**EXTRACT TO READ:**
────────────────────

America has been in contentious times. People seem more divided than ever before on social policy, foreign policy, and domestic policy. The controversies create more human suffering and suffering divides people’s sensibilities. Both Buddhism and Christianity address this plaguing quagmire, although one encourages a mindfulness approach while the other a heart approach. Both lead to the observation that man is his own worst enemy. But that is nothing new to me.
I was born during wartime in the early 1970s when “my homeland” was experiencing civil war. North fought against South, yellow killing yellow. As a result of this bloody war, totalitarianism, also called Communism, took over. “My people” scattered all over the globe. That conflict and the aftermath produced my East meets West story.
I learned about my Chinese-Vietnamese cultural norms and ideals as an immigrant living in America, all the while feeling the vast difference between mainstream western life and Asian American immigrant life. My parents were cultural Buddhists, but they were also self-educated survivors of war.
On the one hand, Eastern Buddhism teaches the importance of mindfulness, understanding, compassion, and self-control. When we lack any of these, we suffer. When others lack any of these, we also suffer as a consequence. On the other hand, Christianity teaches the importance of repenting of our sins and accepting Jesus Christ as our Lord and Savior. Believers are urged to take up our cross and die to the flesh daily in order to obtain newness of life through the indwelling of the Holy Spirit.
I learned about American culture through school, television, and the diverse communities I grew up in. I also learned about western culture, ideas, and values in college (where I became a born-again Christian) and in pursuing a professional career in social work and mental health.
Mom and Dad educated themselves in the way of Buddhist mindfulness in order to make sense of the broken pieces of their post-war lives. Gaining Christian faith coupled with mindfulness helped me to see how the broken pieces of our lives all fit together to point to a loving Creator. Buddhists call the practice of relinquishing the self to free ourselves from suffering “enlightenment”.
And yet, suffering and conflict continue to entangle Americans, whether they espouse Buddhism, Christian faith, atheism, or any other belief systems.

────────────────────

**DATA SHOWN:**
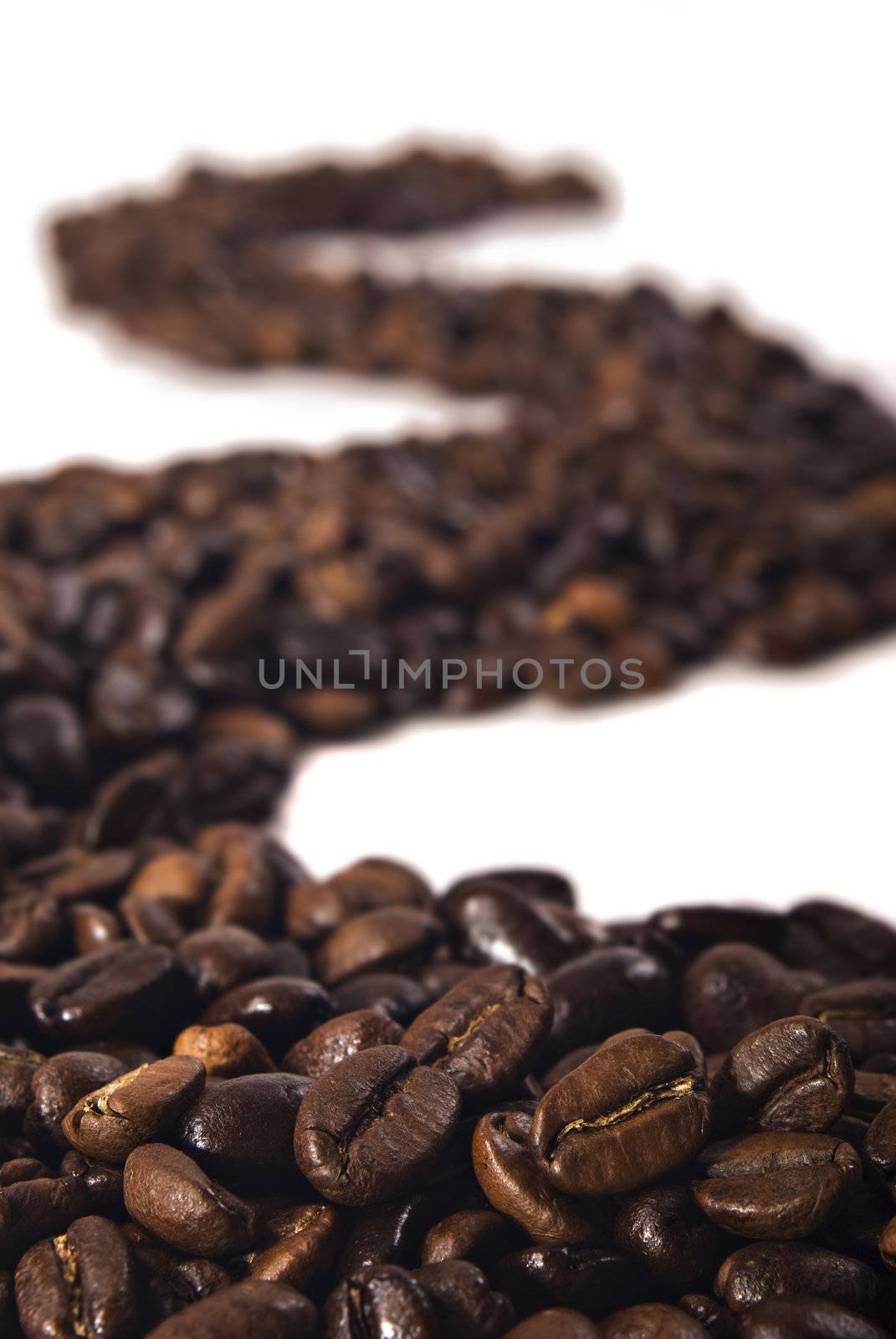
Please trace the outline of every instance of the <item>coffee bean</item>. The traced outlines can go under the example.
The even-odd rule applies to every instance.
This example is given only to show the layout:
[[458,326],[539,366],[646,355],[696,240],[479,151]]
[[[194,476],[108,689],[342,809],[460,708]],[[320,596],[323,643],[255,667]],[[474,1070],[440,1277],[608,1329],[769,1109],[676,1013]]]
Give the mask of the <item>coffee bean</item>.
[[313,1306],[295,1288],[245,1279],[163,1320],[146,1339],[312,1339],[316,1324]]
[[268,1074],[275,1067],[258,1038],[238,1023],[185,1027],[175,1036],[171,1050],[174,1055],[192,1055],[201,1060],[209,1078]]
[[545,1093],[532,1145],[568,1194],[619,1194],[688,1162],[708,1126],[691,1054],[666,1038],[632,1036],[595,1052]]
[[359,1051],[316,1079],[299,1111],[300,1170],[336,1204],[379,1204],[407,1190],[447,1146],[461,1097],[447,1074],[400,1046]]
[[62,1236],[25,1251],[16,1269],[16,1303],[28,1339],[130,1339],[139,1299],[127,1240],[107,1218],[76,1218]]
[[532,1118],[522,1111],[482,1117],[473,1137],[473,1169],[482,1190],[533,1241],[593,1241],[593,1221],[576,1200],[554,1189],[536,1158],[530,1127]]
[[544,984],[517,967],[486,967],[417,1016],[402,1046],[450,1074],[466,1101],[494,1098],[522,1078],[550,1028]]
[[193,1101],[170,1139],[214,1177],[295,1174],[292,1135],[309,1081],[295,1074],[221,1079]]
[[323,1311],[327,1339],[439,1339],[435,1308],[417,1279],[399,1265],[375,1265],[346,1279]]
[[291,1046],[283,1058],[283,1069],[316,1079],[358,1051],[400,1040],[402,1028],[391,1018],[372,1008],[355,1010],[321,1023]]
[[616,1247],[670,1287],[686,1288],[718,1269],[731,1239],[707,1223],[683,1185],[632,1196],[613,1224]]
[[738,1042],[710,1095],[723,1129],[826,1130],[852,1087],[842,1038],[816,1019],[796,1016],[767,1023]]
[[742,1247],[723,1263],[715,1291],[739,1315],[769,1297],[812,1296],[875,1318],[880,1284],[867,1264],[800,1241]]
[[238,1255],[257,1236],[252,1209],[166,1144],[142,1144],[129,1156],[125,1204],[137,1223],[178,1251]]
[[56,1044],[108,1034],[153,1038],[179,1007],[182,976],[166,948],[118,944],[46,972],[31,988],[38,1028]]
[[861,1178],[852,1145],[826,1134],[749,1134],[704,1149],[694,1198],[743,1237],[805,1237],[832,1218]]
[[204,1086],[205,1069],[200,1060],[170,1055],[80,1098],[62,1130],[87,1157],[123,1162],[139,1144],[165,1134]]

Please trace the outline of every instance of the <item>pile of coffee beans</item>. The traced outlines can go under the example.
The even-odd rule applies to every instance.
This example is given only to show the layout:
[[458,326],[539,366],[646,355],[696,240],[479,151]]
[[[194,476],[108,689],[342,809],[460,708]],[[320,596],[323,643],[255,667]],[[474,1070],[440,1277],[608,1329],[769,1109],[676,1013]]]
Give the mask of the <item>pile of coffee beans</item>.
[[896,1334],[889,925],[233,822],[0,908],[4,1339]]

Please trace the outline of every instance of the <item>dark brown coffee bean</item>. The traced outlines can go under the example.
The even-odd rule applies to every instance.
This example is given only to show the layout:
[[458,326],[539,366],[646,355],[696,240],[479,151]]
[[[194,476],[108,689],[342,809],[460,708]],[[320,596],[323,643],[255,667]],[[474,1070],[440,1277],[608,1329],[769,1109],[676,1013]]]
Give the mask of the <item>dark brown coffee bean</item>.
[[532,1069],[552,1018],[542,981],[518,967],[485,967],[419,1014],[402,1046],[475,1102],[502,1095]]
[[853,1260],[802,1241],[761,1241],[742,1247],[723,1263],[715,1291],[739,1315],[769,1297],[812,1296],[875,1318],[877,1277]]
[[512,1229],[500,1213],[458,1209],[429,1229],[421,1247],[421,1264],[473,1260],[488,1268],[510,1249],[510,1235]]
[[447,1074],[418,1066],[399,1046],[378,1046],[315,1081],[296,1121],[296,1161],[328,1200],[380,1204],[433,1166],[459,1115]]
[[842,1038],[813,1018],[767,1023],[722,1062],[710,1095],[721,1129],[826,1130],[853,1087]]
[[333,1012],[329,995],[301,976],[263,976],[209,1004],[200,1023],[240,1023],[276,1058]]
[[268,1218],[263,1241],[246,1256],[252,1279],[312,1289],[329,1275],[339,1245],[339,1214],[328,1204],[301,1204]]
[[121,1078],[129,1066],[100,1051],[63,1051],[38,1066],[24,1129],[42,1148],[67,1149],[63,1121],[82,1098]]
[[427,961],[441,939],[442,928],[429,912],[383,907],[328,935],[315,953],[315,971],[324,986],[363,972],[404,971]]
[[619,1194],[683,1166],[708,1127],[708,1098],[690,1051],[662,1036],[631,1036],[545,1093],[532,1144],[558,1189]]
[[[209,1078],[268,1074],[275,1065],[257,1036],[238,1023],[196,1024],[174,1038],[174,1055],[193,1055]],[[284,1067],[285,1062],[284,1062]]]
[[178,1251],[230,1256],[257,1236],[252,1209],[167,1144],[142,1144],[125,1164],[127,1212]]
[[360,1269],[331,1292],[323,1311],[327,1339],[439,1339],[435,1308],[422,1284],[399,1265]]
[[372,1008],[355,1010],[331,1018],[291,1046],[283,1058],[283,1069],[317,1079],[358,1051],[394,1046],[400,1040],[402,1028],[391,1018]]
[[312,1339],[316,1324],[313,1306],[295,1288],[245,1279],[163,1320],[146,1339]]
[[581,1311],[549,1307],[508,1330],[505,1339],[597,1339],[597,1330]]
[[127,1240],[107,1218],[76,1218],[23,1255],[16,1302],[28,1339],[130,1339],[138,1332],[139,1299]]
[[204,1086],[201,1060],[169,1055],[80,1098],[62,1130],[87,1157],[123,1162],[138,1144],[155,1141],[175,1125]]
[[717,1227],[742,1237],[806,1237],[861,1180],[850,1144],[826,1134],[749,1134],[704,1149],[694,1198]]
[[433,1303],[439,1339],[500,1339],[513,1323],[510,1300],[469,1260],[425,1265],[414,1277]]
[[533,1241],[585,1245],[593,1221],[546,1177],[530,1144],[532,1118],[522,1111],[483,1115],[473,1137],[473,1170],[489,1202]]
[[838,1032],[854,1060],[896,1044],[896,979],[828,986],[806,994],[801,1010]]
[[150,1039],[182,999],[181,968],[166,948],[118,944],[76,957],[35,981],[29,992],[38,1028],[56,1044],[107,1036]]
[[820,1297],[773,1297],[741,1319],[742,1339],[885,1339],[867,1316]]
[[613,1240],[668,1287],[687,1287],[718,1269],[730,1237],[700,1214],[690,1189],[660,1185],[632,1196],[616,1216]]
[[36,1177],[1,1188],[0,1255],[17,1256],[42,1237],[66,1232],[90,1210],[90,1197],[76,1177]]
[[727,1051],[777,1018],[802,1012],[804,996],[821,984],[750,944],[719,944],[684,973],[682,1007],[687,1027],[707,1051]]
[[706,1334],[699,1320],[664,1302],[625,1307],[597,1324],[599,1339],[706,1339]]
[[295,1074],[221,1079],[196,1098],[171,1142],[224,1181],[295,1174],[292,1135],[309,1081]]

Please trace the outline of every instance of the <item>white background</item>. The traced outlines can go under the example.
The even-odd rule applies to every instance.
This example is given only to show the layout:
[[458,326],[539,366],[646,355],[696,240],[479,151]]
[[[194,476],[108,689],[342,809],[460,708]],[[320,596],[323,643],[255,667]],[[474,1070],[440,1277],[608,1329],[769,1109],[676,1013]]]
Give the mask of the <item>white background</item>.
[[[414,133],[572,151],[619,193],[609,221],[490,226],[425,264],[659,273],[687,301],[734,296],[896,404],[895,19],[891,0],[15,7],[0,469],[449,422],[419,388],[130,348],[56,309],[36,244],[54,205],[155,183],[194,150],[257,162]],[[403,728],[307,761],[284,823],[320,873],[370,852],[438,882],[540,861],[601,916],[818,890],[887,911],[895,667],[889,640],[802,674],[717,667],[623,710]]]

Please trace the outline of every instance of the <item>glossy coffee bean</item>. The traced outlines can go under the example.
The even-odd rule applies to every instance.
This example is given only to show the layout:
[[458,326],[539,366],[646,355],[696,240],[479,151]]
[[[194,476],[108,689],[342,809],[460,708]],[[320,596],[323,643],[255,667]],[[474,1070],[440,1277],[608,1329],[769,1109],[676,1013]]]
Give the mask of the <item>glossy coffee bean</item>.
[[178,1251],[230,1256],[257,1236],[252,1209],[167,1144],[142,1144],[125,1164],[130,1216]]
[[640,1190],[620,1208],[613,1240],[668,1287],[686,1288],[711,1276],[731,1240],[700,1213],[684,1185]]
[[419,1014],[402,1046],[450,1074],[475,1102],[506,1093],[532,1070],[552,1019],[538,977],[518,967],[485,967]]
[[76,1218],[27,1251],[16,1269],[16,1303],[28,1339],[138,1332],[138,1280],[126,1237],[107,1218]]
[[459,1115],[447,1074],[418,1066],[400,1046],[378,1046],[311,1086],[296,1121],[296,1161],[325,1198],[382,1204],[430,1170]]
[[210,1085],[170,1133],[171,1144],[224,1181],[291,1178],[292,1138],[309,1081],[244,1074]]
[[362,1008],[338,1014],[291,1046],[283,1058],[283,1069],[316,1079],[358,1051],[367,1051],[372,1046],[394,1046],[400,1040],[399,1024],[379,1010]]
[[275,1058],[332,1015],[327,991],[301,976],[264,976],[234,986],[202,1014],[201,1023],[240,1023]]
[[727,1232],[794,1239],[818,1232],[861,1180],[850,1144],[826,1134],[763,1133],[704,1149],[694,1198]]
[[684,973],[684,1020],[707,1051],[727,1051],[777,1018],[813,1012],[802,1000],[820,984],[821,977],[794,971],[761,948],[719,944]]
[[146,1339],[312,1339],[316,1324],[313,1306],[295,1288],[245,1279],[163,1320]]
[[522,1111],[483,1115],[473,1137],[473,1169],[489,1202],[533,1241],[585,1245],[596,1239],[584,1208],[557,1190],[532,1150],[532,1118]]
[[182,999],[183,976],[169,949],[125,943],[76,957],[31,988],[38,1030],[58,1046],[108,1035],[153,1038]]
[[867,1264],[801,1241],[742,1247],[722,1264],[715,1291],[735,1315],[789,1296],[836,1302],[872,1319],[880,1307],[880,1284]]
[[560,1190],[619,1194],[683,1166],[708,1129],[708,1099],[690,1051],[662,1036],[631,1036],[545,1093],[532,1145]]
[[205,1067],[169,1055],[80,1098],[62,1123],[72,1148],[90,1158],[123,1162],[138,1144],[161,1138],[205,1086]]
[[722,1062],[710,1095],[721,1129],[826,1130],[842,1114],[853,1067],[842,1038],[817,1019],[777,1019]]

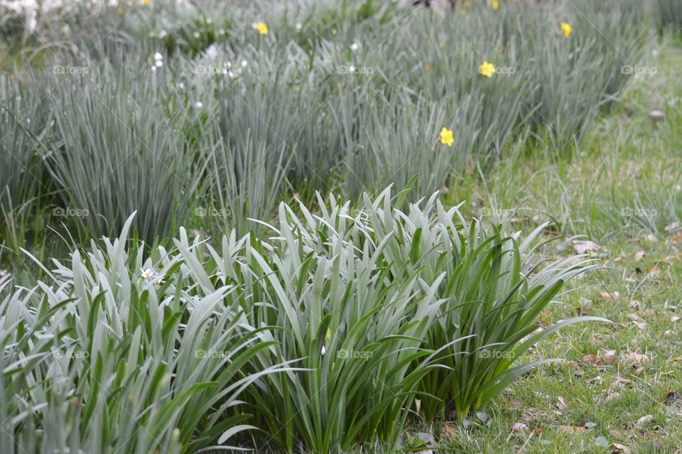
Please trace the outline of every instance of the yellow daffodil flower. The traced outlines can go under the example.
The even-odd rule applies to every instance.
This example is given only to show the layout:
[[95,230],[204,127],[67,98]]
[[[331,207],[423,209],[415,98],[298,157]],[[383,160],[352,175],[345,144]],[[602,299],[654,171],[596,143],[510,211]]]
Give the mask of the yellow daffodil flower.
[[256,23],[256,30],[258,31],[258,33],[261,35],[267,35],[269,33],[268,30],[268,26],[265,22],[258,22]]
[[455,137],[453,136],[453,130],[443,126],[440,130],[440,143],[452,146],[455,143]]
[[488,62],[483,62],[481,63],[479,72],[486,77],[492,77],[492,75],[495,73],[495,65]]

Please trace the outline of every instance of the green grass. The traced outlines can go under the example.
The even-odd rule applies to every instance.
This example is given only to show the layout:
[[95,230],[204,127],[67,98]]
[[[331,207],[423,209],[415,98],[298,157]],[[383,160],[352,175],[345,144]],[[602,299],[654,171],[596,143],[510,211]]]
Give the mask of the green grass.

────────────────────

**WHAT IS ASKED:**
**a)** Transcribe the essay on Buddhism and Christianity in full.
**b)** Rename "example" as "sample" in the records, from their start through the line holding "Give the mask of the <item>coffee", inclusive, and give those lines again with nothing else changed. Leave the pictures out.
The text and the records have no connection to each other.

**ANSWERS GIVEN:**
**a)**
America has been in contentious times. People seem more divided than ever before on social policy, foreign policy, and domestic policy. The controversies create more human suffering and suffering divides people’s sensibilities. Both Buddhism and Christianity address this plaguing quagmire, although one encourages a mindfulness approach while the other a heart approach. Both lead to the observation that man is his own worst enemy. But that is nothing new to me.
I was born during wartime in the early 1970s when “my homeland” was experiencing civil war. North fought against South, yellow killing yellow. As a result of this bloody war, totalitarianism, also called Communism, took over. “My people” scattered all over the globe. That conflict and the aftermath produced my East meets West story.
I learned about my Chinese-Vietnamese cultural norms and ideals as an immigrant living in America, all the while feeling the vast difference between mainstream western life and Asian American immigrant life. My parents were cultural Buddhists, but they were also self-educated survivors of war.
On the one hand, Eastern Buddhism teaches the importance of mindfulness, understanding, compassion, and self-control. When we lack any of these, we suffer. When others lack any of these, we also suffer as a consequence. On the other hand, Christianity teaches the importance of repenting of our sins and accepting Jesus Christ as our Lord and Savior. Believers are urged to take up our cross and die to the flesh daily in order to obtain newness of life through the indwelling of the Holy Spirit.
I learned about American culture through school, television, and the diverse communities I grew up in. I also learned about western culture, ideas, and values in college (where I became a born-again Christian) and in pursuing a professional career in social work and mental health.
Mom and Dad educated themselves in the way of Buddhist mindfulness in order to make sense of the broken pieces of their post-war lives. Gaining Christian faith coupled with mindfulness helped me to see how the broken pieces of our lives all fit together to point to a loving Creator. Buddhists call the practice of relinquishing the self to free ourselves from suffering “enlightenment”.
And yet, suffering and conflict continue to entangle Americans, whether they espouse Buddhism, Christian faith, atheism, or any other belief systems.

**b)**
Please trace the outline of every instance of the <item>coffee bean</item>. The traced outlines can go under the sample.
The even-odd rule applies to every instance.
This sample is given only to show the layout:
[[458,326],[539,366],[646,355],[696,240],[479,151]]
[[[194,476],[108,689],[342,809],[460,708]],[[320,596],[323,643],[255,667]],[[474,1070],[440,1277],[608,1329],[769,1109],[676,1013]]]
Give the mask of the <item>coffee bean</item>.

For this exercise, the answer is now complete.